## What is asked
**1.** Please rewrite the paragraph of the Pogba performance review that begins "Pogba was described by one pundit" as a short bulleted list that keeps its main facts.
**2.** Carry on writing the Pogba performance review, starting right after its final sentence about the dribble that sets up a half-chance for Fernandes.

Paul Pogba vs. Sevilla: Player Performance Review

Has there ever been a more divisive figure in English football? The man so many love to hate, and many more back to the hilt. Paul Pogba is a player who seemingly has it all but doesn’t always show it. This video-assisted analysis of Manchester United’s Europa League semi-final against Sevilla hopes to explain away, or perhaps vindicate, a few of those doubts.

Has there ever been a more divisive figure in English football? The man so many love to hate, and many more back to the hilt. Paul Pogba is a player who seemingly has it all but doesn’t always show it.

 

Manchester United’s 2020 Europa League semi-final game versus Sevilla is a good opportunity to exhibit what Pogba has, what Pogba has not, and perhaps vindicate and demonstrate some of those popular opinions.

 

Hated, Adored, Never Ignored

 

I will first get the social aspects out of the way. Paul Pogba causes problems among a certain demographic; purists of English football, a generation who believe in blood and thunder football, leaving your heart (and sometimes your head) on the pitch, those who wouldn’t dream of personal promotion videos, fashionable hair cuts or trademarking a dance move.

 

Pogba was described by one pundit as ‘selfish’ and that perhaps ‘we’re seeing the player Fergie didn’t fancy first time around’. Alex Ferguson revealed in his 2015 biography Leading that he had wanted to retain Paul Pogba but the player, plus agent Mina Raiola, turned instead towards Juventus.  The same pundit described Pogba as a player who ‘plays for himself’ and is only interested in ‘how cool or clever he looks’. Opinions; difficult to quantify, even more difficult to prove, provided by a man paid to provide football opinions.  These are the kind of ignorant, dated, ill-educated assumptions that have followed Paul Pogba around since he rejoined Manchester United.

 

The truth, in my own opinion, is that Paul Pogba is a relaxed, fun-loving, devoted young man who uses his fantastic talent and athletic ability to develop and champion a certain distinct, usually effective style on the pitch. Difficult to quantify, but I’ll try my best to prove it.

 

Ability

 

The big argument from those firmly in the Paul Pogba camp revolves around his ‘natural’ ability. It’s a confusing term because all professional footballers, from the semi-pro to the elite, have natural ability, but the kind of natural ability Pogba possesses is more than that. It’s an instinctive ability, a certain grace and surety in movement and action. Much of this revolves around self-belief – that vital but often seldom recognized attribute had by elite sportspeople – but in Pogba’s case it can strike as almost arrogant.

 

Here’s an example of one of his completed dribbles in the Sevilla game:

 

He recovers the ball, drags back, drags back again covered by two defenders, finds the yard of space to move the ball into Fernandes in the right half-space and a half-chance opens up.

## Record set
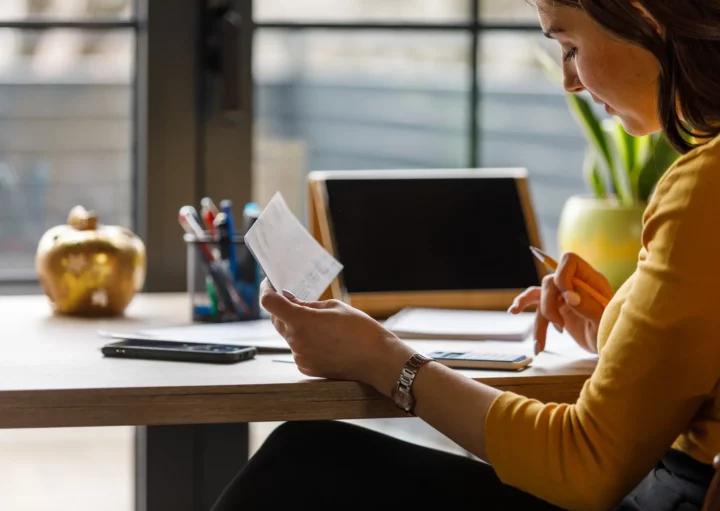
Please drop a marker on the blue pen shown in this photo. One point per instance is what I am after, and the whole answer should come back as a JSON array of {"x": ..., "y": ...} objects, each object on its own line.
[{"x": 226, "y": 207}]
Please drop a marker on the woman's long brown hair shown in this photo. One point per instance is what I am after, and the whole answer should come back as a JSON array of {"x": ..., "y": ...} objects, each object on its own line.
[{"x": 689, "y": 56}]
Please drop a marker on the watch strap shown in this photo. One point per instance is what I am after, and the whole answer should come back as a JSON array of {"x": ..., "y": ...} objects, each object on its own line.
[{"x": 402, "y": 393}]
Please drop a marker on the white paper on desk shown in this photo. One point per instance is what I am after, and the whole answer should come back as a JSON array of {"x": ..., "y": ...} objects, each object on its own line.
[
  {"x": 418, "y": 323},
  {"x": 290, "y": 257}
]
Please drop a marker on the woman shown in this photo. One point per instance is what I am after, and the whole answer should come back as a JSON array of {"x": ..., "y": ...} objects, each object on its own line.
[{"x": 647, "y": 423}]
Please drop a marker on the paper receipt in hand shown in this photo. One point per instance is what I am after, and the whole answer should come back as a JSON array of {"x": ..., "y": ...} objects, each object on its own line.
[{"x": 290, "y": 257}]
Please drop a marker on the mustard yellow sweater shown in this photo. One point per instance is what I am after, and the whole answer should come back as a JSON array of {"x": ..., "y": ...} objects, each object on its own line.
[{"x": 656, "y": 383}]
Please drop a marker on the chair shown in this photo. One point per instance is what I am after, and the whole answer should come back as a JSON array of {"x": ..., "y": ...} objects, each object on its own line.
[{"x": 712, "y": 500}]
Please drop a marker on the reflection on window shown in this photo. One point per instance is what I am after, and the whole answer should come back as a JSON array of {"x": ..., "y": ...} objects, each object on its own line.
[
  {"x": 525, "y": 122},
  {"x": 65, "y": 134},
  {"x": 508, "y": 11},
  {"x": 14, "y": 10},
  {"x": 338, "y": 100},
  {"x": 361, "y": 10}
]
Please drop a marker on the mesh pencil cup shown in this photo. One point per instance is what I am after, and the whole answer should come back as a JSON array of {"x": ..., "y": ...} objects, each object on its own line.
[{"x": 216, "y": 294}]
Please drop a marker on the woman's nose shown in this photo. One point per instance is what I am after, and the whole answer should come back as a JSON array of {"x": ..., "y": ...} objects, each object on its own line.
[{"x": 572, "y": 83}]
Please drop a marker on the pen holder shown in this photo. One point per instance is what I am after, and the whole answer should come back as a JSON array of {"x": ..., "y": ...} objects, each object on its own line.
[{"x": 219, "y": 290}]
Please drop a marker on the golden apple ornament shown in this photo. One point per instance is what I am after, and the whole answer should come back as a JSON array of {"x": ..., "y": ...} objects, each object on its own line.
[{"x": 89, "y": 269}]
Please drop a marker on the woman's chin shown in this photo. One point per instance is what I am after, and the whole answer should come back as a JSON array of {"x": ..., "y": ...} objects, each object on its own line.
[{"x": 636, "y": 128}]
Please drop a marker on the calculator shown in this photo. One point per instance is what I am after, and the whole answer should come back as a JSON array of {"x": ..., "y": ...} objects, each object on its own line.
[{"x": 481, "y": 360}]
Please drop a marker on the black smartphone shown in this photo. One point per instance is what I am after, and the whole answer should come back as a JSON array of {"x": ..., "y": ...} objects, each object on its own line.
[{"x": 179, "y": 351}]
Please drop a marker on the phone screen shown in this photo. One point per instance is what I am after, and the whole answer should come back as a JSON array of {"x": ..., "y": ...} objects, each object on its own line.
[{"x": 175, "y": 346}]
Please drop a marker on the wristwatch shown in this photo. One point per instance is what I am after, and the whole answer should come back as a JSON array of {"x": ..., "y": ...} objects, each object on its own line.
[{"x": 402, "y": 393}]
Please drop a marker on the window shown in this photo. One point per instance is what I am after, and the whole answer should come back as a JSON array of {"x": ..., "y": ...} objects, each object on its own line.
[
  {"x": 369, "y": 84},
  {"x": 66, "y": 124}
]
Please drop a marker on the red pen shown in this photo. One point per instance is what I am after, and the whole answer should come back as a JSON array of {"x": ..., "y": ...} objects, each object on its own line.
[
  {"x": 209, "y": 211},
  {"x": 188, "y": 221}
]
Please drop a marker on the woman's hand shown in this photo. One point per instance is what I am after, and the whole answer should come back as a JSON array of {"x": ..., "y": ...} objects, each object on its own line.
[
  {"x": 332, "y": 340},
  {"x": 568, "y": 308}
]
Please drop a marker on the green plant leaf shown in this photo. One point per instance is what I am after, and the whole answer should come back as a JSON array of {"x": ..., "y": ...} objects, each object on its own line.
[
  {"x": 625, "y": 144},
  {"x": 594, "y": 175},
  {"x": 619, "y": 147},
  {"x": 592, "y": 127},
  {"x": 661, "y": 159},
  {"x": 644, "y": 147}
]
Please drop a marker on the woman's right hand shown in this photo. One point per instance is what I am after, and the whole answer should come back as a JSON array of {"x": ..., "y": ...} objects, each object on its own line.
[{"x": 565, "y": 306}]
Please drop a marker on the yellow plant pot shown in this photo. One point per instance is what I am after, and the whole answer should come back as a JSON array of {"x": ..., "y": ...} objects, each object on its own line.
[{"x": 603, "y": 232}]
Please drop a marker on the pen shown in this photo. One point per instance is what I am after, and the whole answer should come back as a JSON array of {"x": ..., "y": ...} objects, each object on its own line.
[
  {"x": 225, "y": 242},
  {"x": 223, "y": 233},
  {"x": 552, "y": 265},
  {"x": 225, "y": 286},
  {"x": 208, "y": 212},
  {"x": 226, "y": 207}
]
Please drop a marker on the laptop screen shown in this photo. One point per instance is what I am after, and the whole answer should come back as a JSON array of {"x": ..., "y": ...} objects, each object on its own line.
[{"x": 430, "y": 234}]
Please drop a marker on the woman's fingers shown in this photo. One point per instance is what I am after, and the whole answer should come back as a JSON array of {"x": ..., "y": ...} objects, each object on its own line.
[
  {"x": 550, "y": 301},
  {"x": 571, "y": 267},
  {"x": 540, "y": 331},
  {"x": 280, "y": 326}
]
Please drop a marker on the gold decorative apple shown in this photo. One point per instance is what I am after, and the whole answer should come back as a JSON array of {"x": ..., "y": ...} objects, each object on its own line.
[{"x": 89, "y": 269}]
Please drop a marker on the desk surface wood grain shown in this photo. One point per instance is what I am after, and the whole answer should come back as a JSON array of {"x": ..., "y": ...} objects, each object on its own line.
[{"x": 52, "y": 374}]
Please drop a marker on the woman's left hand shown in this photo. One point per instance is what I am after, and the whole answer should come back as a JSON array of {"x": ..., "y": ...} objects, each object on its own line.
[{"x": 333, "y": 340}]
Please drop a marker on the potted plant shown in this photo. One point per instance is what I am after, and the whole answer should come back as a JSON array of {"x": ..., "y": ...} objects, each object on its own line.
[{"x": 604, "y": 227}]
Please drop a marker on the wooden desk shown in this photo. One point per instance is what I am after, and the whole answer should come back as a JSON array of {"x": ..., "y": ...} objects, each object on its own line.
[{"x": 192, "y": 418}]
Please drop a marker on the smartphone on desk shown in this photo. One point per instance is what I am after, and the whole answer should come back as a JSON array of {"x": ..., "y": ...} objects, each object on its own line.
[
  {"x": 481, "y": 360},
  {"x": 179, "y": 351}
]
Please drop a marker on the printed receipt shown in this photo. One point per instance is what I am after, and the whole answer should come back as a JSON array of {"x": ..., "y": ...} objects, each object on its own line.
[{"x": 290, "y": 257}]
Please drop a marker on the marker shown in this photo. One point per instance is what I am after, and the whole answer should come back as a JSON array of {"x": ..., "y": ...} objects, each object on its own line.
[
  {"x": 221, "y": 227},
  {"x": 224, "y": 283},
  {"x": 226, "y": 207},
  {"x": 552, "y": 265},
  {"x": 190, "y": 222},
  {"x": 208, "y": 212}
]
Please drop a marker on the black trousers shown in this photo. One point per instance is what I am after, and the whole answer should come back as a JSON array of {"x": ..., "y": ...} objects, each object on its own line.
[{"x": 335, "y": 465}]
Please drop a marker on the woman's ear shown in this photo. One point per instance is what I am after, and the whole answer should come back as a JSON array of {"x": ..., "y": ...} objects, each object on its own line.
[{"x": 648, "y": 17}]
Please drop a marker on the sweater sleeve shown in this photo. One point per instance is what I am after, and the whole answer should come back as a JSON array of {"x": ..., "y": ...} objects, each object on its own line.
[{"x": 658, "y": 364}]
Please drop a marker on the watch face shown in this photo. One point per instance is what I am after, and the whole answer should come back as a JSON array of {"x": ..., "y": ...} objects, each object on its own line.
[{"x": 408, "y": 402}]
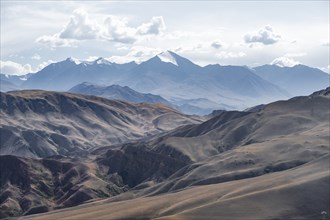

## Answers to the exercises
**1.**
- A pundit called Pogba "selfish" and suggested "we're seeing the player Fergie didn't fancy first time around."
- In his 2015 biography Leading, Alex Ferguson said he had wanted to keep Pogba, but the player and his agent chose Juventus instead.
- The same pundit said Pogba "plays for himself" and cares only about "how cool or clever he looks."
- The writer rejects these views as hard-to-prove opinions and calls them ignorant, dated assumptions that have followed Pogba since he rejoined Manchester United.

**2.**
 

It’s so effective; Pogba has beaten the Sevilla midfield with two deft manipulations of the ball and one simple short pass, and he looks so languid doing it. He, quite literally, makes it look too easy.

 

He follows the move with a slow jog to the edge of the area awaiting another second ball. Having started and created the move, Pogba is now in 5 metres of space 20 yards from goal having barely broken a sweat. Effective-languor is the phrase I’m penning for it.

 

Here’s another example, this time with a long pass:

 

Man United are in a defensive moment this time, and Pogba is sitting in his favourite central pocket just inside the 18-yard box. He glances over his shoulder and watches a high ball all the way. In one sweeping controlled touch, he takes the ball into his range of movement, moves from right to left, and finds his runner free and willing on the flank.

 

How many midfielders, in a tight European semi-final, are going to try to control that ball on the edge of their own area, and how many will clear their lines? How many would be applauded by coaches, head coaches, and fans alike for clearing that ball? Not Paul Pogba; Pogba tries the audacious. Pogba is the audacious.

 

Make it happen

 

He isn’t afraid of failure, Pogba. The amount of over-ambitious long passes, 35-yard screamers, hopeful defense-splitting through passes he attempts mean he can’t be afraid of failure. As with the penetrative, cutting edge style of his friend Bruno, high risk leads to failure more often than it leads to high reward. We saw plenty of this against Sevilla.

 

Here are a couple of long passes, the first more conservative than the second:

 

The first is the kind of raking long-ranger you see week in, week out in the Premier League. Jonjo Shelvey plays three of these per game up in Newcastle. The key to this move isn’t the pass itself – though it was a textbook, beautifully executed long pass – it is in the movement of Pogba leading to the pass.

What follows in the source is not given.